Source:
-- Start --

# Joe Riggs on Kimbo Slice



## Jimdon (Aug 27, 2008)

Quote from mmaweekly.com



> Fight fans, take notice: In a small way, Joe Riggs helped create Kimbo Slice.
> 
> The year is 2003. Riggs is at least a year away from his UFC debut. He’s fighting for $1,000 a show, good money for him at the time. Slice’s manager, Icy Mike, puts out a challenge to tough guys around the country – come to Florida if you think you can beat up Kimbo Slice. Win, and you get $10,000.
> 
> ...


The legend of Kimbo Slice continues, more myth than man.


----------



## yorT (Apr 22, 2007)

Yeah they only gave kimbo people that didn't have fight experience. I remember one fight i saw with kimbo against some fat guy in some gym and the guy was kneeing kimbo in the face and his posse came over and told him he could do that and started breaking the fight up.


----------



## coldcall420 (Aug 2, 2007)

yorT said:


> Yeah they only gave kimbo people that didn't have fight experience. I remember one fight i saw with kimbo against some fat guy in some gym and the guy was kneeing kimbo in the face and his posse came over and told him he could do that and started breaking the fight up.

-- End --

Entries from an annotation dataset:
-- Start --

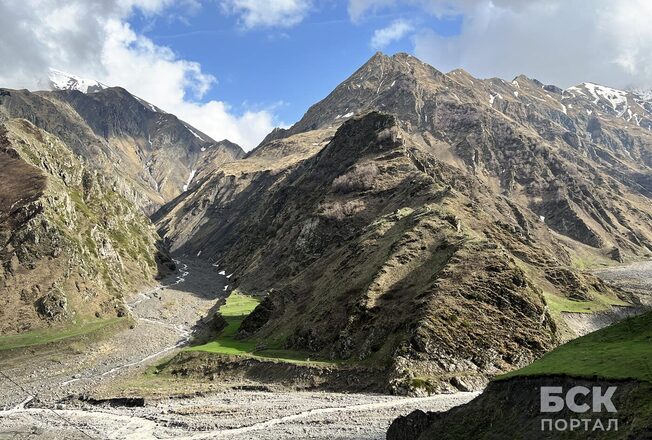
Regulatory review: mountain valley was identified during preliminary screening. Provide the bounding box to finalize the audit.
[0,53,652,439]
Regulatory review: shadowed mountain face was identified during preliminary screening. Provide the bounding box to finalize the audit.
[0,119,173,334]
[0,87,244,213]
[155,54,652,392]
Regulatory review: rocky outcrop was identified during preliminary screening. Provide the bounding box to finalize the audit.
[155,54,652,394]
[0,87,244,214]
[0,119,173,334]
[386,376,652,440]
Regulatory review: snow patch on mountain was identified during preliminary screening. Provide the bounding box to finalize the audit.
[48,68,109,93]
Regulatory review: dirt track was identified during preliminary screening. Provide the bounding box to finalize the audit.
[0,260,475,439]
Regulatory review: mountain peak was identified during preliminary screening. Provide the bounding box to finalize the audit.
[48,68,109,93]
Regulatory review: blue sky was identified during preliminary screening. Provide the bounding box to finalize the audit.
[130,2,461,124]
[0,0,652,149]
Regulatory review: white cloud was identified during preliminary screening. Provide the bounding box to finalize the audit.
[348,0,396,22]
[221,0,312,29]
[371,19,414,49]
[349,0,652,87]
[0,0,277,149]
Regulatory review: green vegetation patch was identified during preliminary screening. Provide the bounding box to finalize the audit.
[498,312,652,382]
[186,290,333,365]
[0,318,127,351]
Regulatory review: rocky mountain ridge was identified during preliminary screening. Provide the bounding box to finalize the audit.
[0,87,244,213]
[0,119,174,334]
[155,54,652,392]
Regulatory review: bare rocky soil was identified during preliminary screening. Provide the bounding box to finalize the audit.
[0,260,652,440]
[0,260,476,439]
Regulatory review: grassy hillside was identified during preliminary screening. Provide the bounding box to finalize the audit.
[498,312,652,382]
[188,291,330,364]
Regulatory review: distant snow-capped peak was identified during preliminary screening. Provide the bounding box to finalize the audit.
[48,69,109,93]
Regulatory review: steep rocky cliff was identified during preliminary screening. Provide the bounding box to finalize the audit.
[155,54,652,392]
[0,119,174,334]
[0,87,244,213]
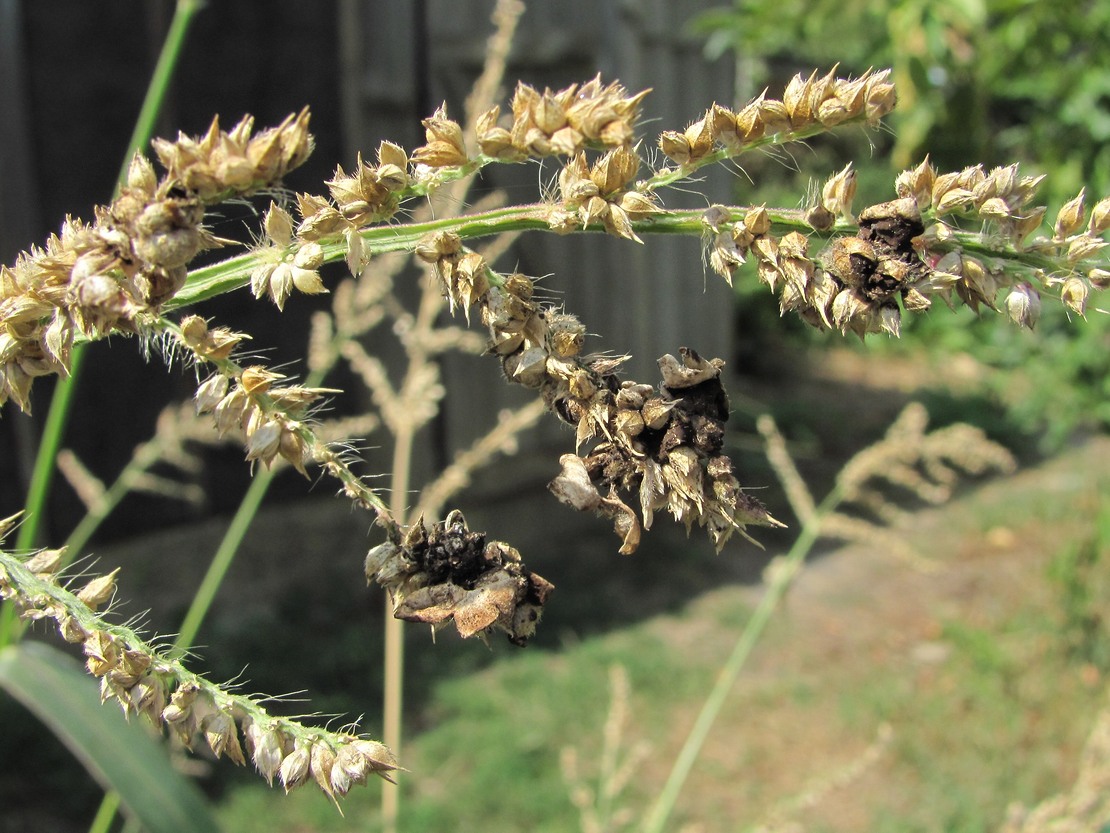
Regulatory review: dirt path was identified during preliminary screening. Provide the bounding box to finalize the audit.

-- End --

Problems and tasks:
- 1) In the Kimbo Slice thread, how much prize money did Icy Mike offer to anyone who could beat Kimbo Slice?
- 2) From the Kimbo Slice thread, write out the part that opens with the words "Quote from mmaweekly.com" and closes with "myth than man.", swapping "Florida" for "Texas".
These records were taken from a separate source.

Answers to the tasks:
- 1) $10,000.

- 2)
Quote from mmaweekly.com



> Fight fans, take notice: In a small way, Joe Riggs helped create Kimbo Slice.
> 
> The year is 2003. Riggs is at least a year away from his UFC debut. He’s fighting for $1,000 a show, good money for him at the time. Slice’s manager, Icy Mike, puts out a challenge to tough guys around the country – come to Texas if you think you can beat up Kimbo Slice. Win, and you get $10,000.
> 
> ...


The legend of Kimbo Slice continues, more myth than man.